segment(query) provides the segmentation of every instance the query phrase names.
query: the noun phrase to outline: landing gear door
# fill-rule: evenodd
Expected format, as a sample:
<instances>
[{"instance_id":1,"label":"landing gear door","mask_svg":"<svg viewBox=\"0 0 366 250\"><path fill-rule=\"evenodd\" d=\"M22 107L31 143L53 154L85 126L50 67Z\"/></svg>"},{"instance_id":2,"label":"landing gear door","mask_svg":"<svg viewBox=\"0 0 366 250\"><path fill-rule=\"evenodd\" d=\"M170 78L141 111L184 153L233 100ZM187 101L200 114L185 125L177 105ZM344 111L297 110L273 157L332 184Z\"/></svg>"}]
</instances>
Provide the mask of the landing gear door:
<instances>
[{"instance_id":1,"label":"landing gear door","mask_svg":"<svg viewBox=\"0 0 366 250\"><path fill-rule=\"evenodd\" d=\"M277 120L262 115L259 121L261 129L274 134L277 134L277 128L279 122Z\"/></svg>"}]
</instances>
..............................
**Requirement**:
Rewrite all the entries with "Expected format" swapped for "Required format", leaving everything else the same.

**Exercise solution**:
segment(query) provides the segmentation of every instance the query phrase names.
query: the noun phrase to outline: landing gear door
# fill-rule: evenodd
Required format, as a sample:
<instances>
[{"instance_id":1,"label":"landing gear door","mask_svg":"<svg viewBox=\"0 0 366 250\"><path fill-rule=\"evenodd\" d=\"M22 107L31 143L53 154L85 126L50 67Z\"/></svg>"},{"instance_id":2,"label":"landing gear door","mask_svg":"<svg viewBox=\"0 0 366 250\"><path fill-rule=\"evenodd\" d=\"M170 78L141 111L184 153L233 100ZM187 101L200 114L185 125L177 105ZM344 111L297 110L273 157L332 184Z\"/></svg>"}]
</instances>
Provide the mask of the landing gear door:
<instances>
[{"instance_id":1,"label":"landing gear door","mask_svg":"<svg viewBox=\"0 0 366 250\"><path fill-rule=\"evenodd\" d=\"M277 120L262 115L259 121L261 129L274 134L277 134L277 128L279 122Z\"/></svg>"}]
</instances>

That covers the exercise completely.